Selected excerpt
--- START ---
What countries are on red list? Holiday destinations on high risk travel list after latest UK update
There are now 60 countries on the high risk travel list for Covid following the UK Government’s last review, including Turkey, Pakistan and India
The red list has been updated following this week’s international travel review.
Under the traffic light system, summer holidays abroad from Scotland are back on the cards.
Holiday destinations are classified as green, amber or red depending on the Covid risks associated with travelling to and from them.
Scots are able to travel to a number of green countries without needing to self-isolate on return, and fully jabbed people coming from amber list destinations no longer need to quarantine as of Monday 19 July.
The government has instructed people not to travel to red, or high risk, countries unless for extremely essential reasons.
So, which countries are on the red list?
Here’s what you need to know.
What new countries went on the red list?
The UK Government is reviewing the traffic light system every three weeks, with any changes so far being applied across the four nations.
--- END ---
The task
Continue the article on the UK's Covid red list for travel, starting after its final sentence.

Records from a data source
--- START ---
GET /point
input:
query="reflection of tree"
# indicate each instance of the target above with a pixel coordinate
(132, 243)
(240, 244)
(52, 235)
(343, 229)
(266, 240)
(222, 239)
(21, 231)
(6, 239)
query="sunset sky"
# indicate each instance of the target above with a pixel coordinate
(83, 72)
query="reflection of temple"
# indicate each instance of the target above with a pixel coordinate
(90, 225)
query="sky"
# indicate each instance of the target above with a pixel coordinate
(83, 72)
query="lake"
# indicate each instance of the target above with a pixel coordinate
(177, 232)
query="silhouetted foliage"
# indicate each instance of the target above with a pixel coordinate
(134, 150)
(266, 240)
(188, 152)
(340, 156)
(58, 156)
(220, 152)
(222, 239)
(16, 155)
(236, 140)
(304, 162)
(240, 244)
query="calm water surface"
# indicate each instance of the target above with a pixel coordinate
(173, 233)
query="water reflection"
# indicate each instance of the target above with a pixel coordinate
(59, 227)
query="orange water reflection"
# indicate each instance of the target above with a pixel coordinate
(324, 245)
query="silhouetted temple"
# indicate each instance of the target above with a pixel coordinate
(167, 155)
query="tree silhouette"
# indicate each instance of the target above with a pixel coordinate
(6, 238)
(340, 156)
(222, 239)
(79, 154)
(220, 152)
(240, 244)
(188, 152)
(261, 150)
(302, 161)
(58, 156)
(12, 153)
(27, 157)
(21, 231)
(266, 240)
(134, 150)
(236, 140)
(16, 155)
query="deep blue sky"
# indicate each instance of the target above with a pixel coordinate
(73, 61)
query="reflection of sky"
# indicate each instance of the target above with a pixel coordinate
--- END ---
--- START ---
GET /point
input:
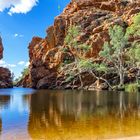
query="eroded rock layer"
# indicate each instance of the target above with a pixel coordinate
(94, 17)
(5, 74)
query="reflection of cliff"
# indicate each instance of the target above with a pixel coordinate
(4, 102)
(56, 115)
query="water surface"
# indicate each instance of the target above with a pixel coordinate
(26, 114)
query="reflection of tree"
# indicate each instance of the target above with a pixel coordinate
--- END ---
--- START ---
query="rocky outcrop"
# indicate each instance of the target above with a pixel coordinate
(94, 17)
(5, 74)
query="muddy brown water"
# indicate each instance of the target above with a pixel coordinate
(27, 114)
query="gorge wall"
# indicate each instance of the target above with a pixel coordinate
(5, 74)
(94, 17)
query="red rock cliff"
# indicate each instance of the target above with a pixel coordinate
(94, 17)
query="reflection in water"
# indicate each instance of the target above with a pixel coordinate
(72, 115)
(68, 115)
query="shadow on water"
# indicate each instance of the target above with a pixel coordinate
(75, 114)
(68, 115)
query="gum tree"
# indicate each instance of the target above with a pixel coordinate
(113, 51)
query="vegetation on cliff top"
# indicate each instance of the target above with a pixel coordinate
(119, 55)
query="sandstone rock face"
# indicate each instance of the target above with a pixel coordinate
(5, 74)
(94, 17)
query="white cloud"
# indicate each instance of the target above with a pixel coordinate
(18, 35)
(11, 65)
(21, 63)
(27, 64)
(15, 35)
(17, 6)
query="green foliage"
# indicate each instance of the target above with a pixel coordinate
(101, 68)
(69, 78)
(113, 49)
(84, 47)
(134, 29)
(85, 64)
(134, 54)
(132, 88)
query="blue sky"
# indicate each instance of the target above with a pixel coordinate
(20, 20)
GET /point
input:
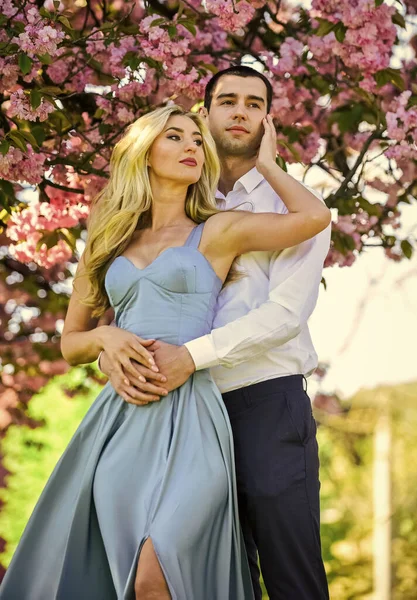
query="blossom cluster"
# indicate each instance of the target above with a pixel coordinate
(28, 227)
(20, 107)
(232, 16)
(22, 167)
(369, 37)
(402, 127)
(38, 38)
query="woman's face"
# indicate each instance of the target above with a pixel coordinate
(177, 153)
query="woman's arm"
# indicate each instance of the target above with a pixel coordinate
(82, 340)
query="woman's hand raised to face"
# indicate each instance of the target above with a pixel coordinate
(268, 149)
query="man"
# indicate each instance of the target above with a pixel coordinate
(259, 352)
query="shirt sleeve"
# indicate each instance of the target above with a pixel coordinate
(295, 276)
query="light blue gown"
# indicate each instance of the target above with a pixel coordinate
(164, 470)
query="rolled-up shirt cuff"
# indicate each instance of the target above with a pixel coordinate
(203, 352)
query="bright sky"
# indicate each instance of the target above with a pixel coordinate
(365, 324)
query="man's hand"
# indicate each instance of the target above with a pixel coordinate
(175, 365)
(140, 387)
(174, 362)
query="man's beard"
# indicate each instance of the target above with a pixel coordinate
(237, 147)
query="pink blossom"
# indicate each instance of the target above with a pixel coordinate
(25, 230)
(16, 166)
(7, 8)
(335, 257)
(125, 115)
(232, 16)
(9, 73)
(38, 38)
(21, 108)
--- END ---
Answer section
Only a few select countries moved to green after the latest review, while Spain’s tourists hotspots the Balearic Islands, as well as the British Virgin Islands, went from the green to the amber list due to concerns over rising case rates.
And UK Transport Secretary Grant Shapps announced on Wednesday (14 July) there would be four countries moving from the amber list to the red list, which has greater travel restrictions.
These are: Cuba, Indonesia, Myanmar and Sierra Leone.
The Scottish Government confirmed that this change would also come into place north of the border.
When do the red list changes come into place?
Changes to the green, amber and red lists came into effect from 4am on Monday 19 July.
This coincided with the end of the need to quarantine for fully vaccinated Scots and under-18s when they return from amber list nations.
Full list of red list countries
The red list now comprises 60 countries in total.
Mr Shapps said red list destinations are “those which should not be visited except in the most extreme of circumstances”.
Unfortunately, this includes popular tourist destinations for summer holidays, like Turkey and the United Arab Emirates.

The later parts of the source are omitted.